» **Exercice proposé**
Pouvez-vous restituer mot pour mot le passage du texte ci-dessous sur le Privacy Shield 2.0, de « L’APD norvégienne partage » à « recours de NOYB. » ?

» **Texte source**
Le privacy Shield 2.0 en bonne voie … mais déjà dans le viseur de Max Schrems

Ce vendredi 25 mars, la Présidente de la Commission Européenne Ursula von der Leyen et le Président des Etats-Unis Joe Biden ont annoncé avoir trouvé un accord de principe concernant les transferts de données transatlantiques, soit presque deux ans après son annulation par la Cour de Justice de l’Union Européenne. La Présidente de la Commission a en effet, déclaré que «  Nous avons trouvé un accord de principe sur un nouveau cadre pour les flux de données transatlantiques. Cela permettra des flux de données prévisibles et dignes de confiance entre l’UE et les États-Unis, tout en préservant la vie privée et les libertés civiles. »

Alors même que la substance de cet accord n’est pas encore connue, l’association NOYB présidée par Max Schrems – qui a donné son nom à l’arrêt ayant annulé le Privacy Shield en 2020 – l’a d’ores et déjà dans son collimateur. Max Schrems n’est en effet pas particulièrement enjoué par cette annonce, estimant que « nous avons déjà eu un accord purement politique en 2015 qui n’avait aucune base juridique. D’après ce que vous entendez, nous pourrions jouer le même jeu une troisième fois maintenant. L’accord était apparemment un symbole voulu par Mme von der Leyen, mais il ne bénéficie pas du soutien des experts à Bruxelles, car les États-Unis n’ont pas bougé » . Il ajoute par ailleurs qu’il est « regrettable que l’UE et les États-Unis n’aient pas profité de cette situation pour parvenir à un accord de « non-espionnage » , avec des garanties de base entre démocraties partageant les mêmes idées. Les clients et les entreprises sont confrontés à de nouvelles années d’incertitude juridique » .

L’APD norvégienne partage ces préoccupations, et va même plus loin en annonçant qu’ iI est possible que le nouveau cadre soit également contesté devant la Cour européenne de justice. Cependant, une fois le cadre adopté et opérationnel, il sera valable jusqu’à ce qu’il soit finalement annulé par la Cour de justice européenne » . Peut-être anticipe-t-elle déjà le probable futur recours de NOYB.

Un nouvel accord prenant en compte les reproches de la CJUE


Et pourtant ! Malgré les inquiétudes fondées de Max Schrems, il nous faut constater que les reproches formulés par la Cour de Justice de l’UE en 2020 contre le « Privacy Shield » ont été entendus. Mieux encore, la volonté politique est de trouver un accord qui n’aura pas les mêmes défauts. En effet, la Maison Blanche a annoncé que « les États-Unis se sont engagés à implémenter de nouveaux garde-fous pour assurer que les activités de renseignement sont les seules nécessaires et proportionnées à la poursuite d’objectifs de sécurité nationale définis, ce qui permettra de garantir la confidentialité des données à caractère personnel des résidents de l’Union Européenne ». Par ailleurs, a été annoncée la création « d’un nouveau mécanisme permettant aux citoyens de l’UE de demander réparation s’ils estiment être illégalement ciblés par les activités de renseignement électromagnétique ».

» **Lignes de données**
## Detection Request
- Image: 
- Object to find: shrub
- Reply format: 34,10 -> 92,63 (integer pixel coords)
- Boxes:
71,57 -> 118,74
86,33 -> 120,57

» **Corrigé**
L’APD norvégienne partage ces préoccupations, et va même plus loin en annonçant qu’ iI est possible que le nouveau cadre soit également contesté devant la Cour européenne de justice. Cependant, une fois le cadre adopté et opérationnel, il sera valable jusqu’à ce qu’il soit finalement annulé par la Cour de justice européenne » . Peut-être anticipe-t-elle déjà le probable futur recours de NOYB.